> **WHAT NEEDS TO BE DONE**: How many lines in the records below contain the string "channel"? Reply with the number only.

> **Entries from a keypoint annotation set**:
^^^^^^^^

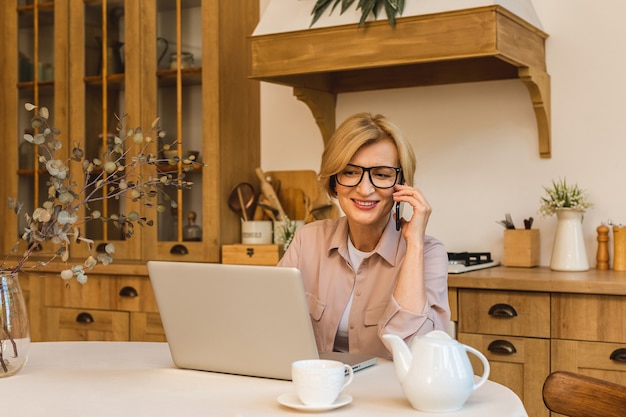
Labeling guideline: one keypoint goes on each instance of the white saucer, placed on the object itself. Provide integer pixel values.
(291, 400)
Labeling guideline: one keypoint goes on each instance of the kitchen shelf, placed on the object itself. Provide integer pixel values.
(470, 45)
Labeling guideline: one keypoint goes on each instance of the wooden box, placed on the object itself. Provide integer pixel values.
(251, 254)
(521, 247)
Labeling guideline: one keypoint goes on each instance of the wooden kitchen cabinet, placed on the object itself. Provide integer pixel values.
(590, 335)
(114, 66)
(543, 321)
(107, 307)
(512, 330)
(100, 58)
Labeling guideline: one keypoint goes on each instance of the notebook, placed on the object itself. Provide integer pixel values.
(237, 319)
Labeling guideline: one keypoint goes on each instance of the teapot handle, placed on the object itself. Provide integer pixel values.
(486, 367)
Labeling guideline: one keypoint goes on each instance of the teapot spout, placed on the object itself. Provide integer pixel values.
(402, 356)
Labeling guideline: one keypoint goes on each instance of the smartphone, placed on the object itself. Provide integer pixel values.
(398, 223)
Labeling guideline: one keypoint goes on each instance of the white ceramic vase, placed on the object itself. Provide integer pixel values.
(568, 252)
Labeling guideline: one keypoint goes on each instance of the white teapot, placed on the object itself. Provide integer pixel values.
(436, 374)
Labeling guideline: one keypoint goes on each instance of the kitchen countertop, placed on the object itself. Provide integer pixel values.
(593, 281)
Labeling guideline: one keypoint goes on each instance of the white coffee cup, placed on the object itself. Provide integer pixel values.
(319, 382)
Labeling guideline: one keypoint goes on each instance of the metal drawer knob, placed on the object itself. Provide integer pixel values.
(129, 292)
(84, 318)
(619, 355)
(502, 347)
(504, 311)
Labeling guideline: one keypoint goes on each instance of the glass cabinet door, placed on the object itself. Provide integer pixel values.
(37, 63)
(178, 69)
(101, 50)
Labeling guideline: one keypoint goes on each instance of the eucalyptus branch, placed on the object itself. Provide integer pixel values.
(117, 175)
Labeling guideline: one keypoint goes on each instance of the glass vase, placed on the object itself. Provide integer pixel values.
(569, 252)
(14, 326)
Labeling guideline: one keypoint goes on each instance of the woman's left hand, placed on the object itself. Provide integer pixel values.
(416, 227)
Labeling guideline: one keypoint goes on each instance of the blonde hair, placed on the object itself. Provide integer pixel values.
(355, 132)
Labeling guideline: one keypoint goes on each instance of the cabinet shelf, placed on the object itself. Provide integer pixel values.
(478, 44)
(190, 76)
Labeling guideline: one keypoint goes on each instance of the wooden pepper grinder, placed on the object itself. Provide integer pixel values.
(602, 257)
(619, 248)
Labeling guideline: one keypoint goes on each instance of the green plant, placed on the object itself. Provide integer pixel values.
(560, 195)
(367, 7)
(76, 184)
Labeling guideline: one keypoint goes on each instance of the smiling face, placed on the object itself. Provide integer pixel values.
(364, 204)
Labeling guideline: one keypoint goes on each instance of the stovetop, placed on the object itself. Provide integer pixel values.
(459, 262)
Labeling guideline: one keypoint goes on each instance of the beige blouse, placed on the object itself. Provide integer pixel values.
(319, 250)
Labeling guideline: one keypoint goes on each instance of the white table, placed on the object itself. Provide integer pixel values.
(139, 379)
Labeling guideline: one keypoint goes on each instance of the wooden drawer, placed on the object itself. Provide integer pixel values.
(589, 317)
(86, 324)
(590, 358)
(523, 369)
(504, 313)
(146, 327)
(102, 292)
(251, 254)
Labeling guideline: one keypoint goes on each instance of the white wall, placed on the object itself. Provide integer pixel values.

^^^^^^^^

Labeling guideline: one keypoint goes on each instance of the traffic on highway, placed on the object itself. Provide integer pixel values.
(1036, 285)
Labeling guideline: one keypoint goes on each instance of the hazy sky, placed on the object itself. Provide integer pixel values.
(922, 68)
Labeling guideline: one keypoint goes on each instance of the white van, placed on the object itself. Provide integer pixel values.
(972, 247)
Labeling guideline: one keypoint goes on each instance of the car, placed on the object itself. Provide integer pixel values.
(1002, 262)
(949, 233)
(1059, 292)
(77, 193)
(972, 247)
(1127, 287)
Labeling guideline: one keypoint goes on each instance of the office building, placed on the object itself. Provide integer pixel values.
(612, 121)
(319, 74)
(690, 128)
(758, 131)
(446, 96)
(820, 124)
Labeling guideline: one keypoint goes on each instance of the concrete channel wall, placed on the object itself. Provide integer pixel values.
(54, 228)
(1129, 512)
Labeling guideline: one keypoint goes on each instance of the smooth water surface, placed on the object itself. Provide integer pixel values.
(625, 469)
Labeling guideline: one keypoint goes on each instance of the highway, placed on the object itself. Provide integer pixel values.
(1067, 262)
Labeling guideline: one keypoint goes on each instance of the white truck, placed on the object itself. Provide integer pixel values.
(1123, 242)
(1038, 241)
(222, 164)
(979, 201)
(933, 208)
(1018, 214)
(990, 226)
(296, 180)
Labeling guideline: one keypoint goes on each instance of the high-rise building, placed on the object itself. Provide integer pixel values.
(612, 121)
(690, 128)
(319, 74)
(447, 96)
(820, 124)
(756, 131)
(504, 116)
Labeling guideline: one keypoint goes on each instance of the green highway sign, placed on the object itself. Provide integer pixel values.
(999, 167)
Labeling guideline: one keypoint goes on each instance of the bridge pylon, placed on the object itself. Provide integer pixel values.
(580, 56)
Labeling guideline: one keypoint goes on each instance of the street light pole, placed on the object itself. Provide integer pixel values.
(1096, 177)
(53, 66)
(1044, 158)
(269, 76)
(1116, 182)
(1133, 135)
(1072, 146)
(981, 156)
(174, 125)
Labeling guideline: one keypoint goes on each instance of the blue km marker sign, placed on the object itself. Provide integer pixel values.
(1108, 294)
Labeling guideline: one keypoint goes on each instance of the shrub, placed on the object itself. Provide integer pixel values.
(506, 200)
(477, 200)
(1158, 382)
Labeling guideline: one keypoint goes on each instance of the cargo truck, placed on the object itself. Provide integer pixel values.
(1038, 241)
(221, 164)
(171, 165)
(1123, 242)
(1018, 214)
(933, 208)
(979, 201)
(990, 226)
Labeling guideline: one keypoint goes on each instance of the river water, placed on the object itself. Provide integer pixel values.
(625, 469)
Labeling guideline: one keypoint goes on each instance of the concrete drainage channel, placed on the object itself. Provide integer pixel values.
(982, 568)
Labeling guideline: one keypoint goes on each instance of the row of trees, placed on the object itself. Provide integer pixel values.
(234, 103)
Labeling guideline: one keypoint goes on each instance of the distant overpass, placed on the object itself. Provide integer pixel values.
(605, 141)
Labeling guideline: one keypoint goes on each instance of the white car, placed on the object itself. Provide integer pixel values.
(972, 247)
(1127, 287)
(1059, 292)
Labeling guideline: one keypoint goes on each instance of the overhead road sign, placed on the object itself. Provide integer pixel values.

^^^^^^^^

> **RESULT**: 2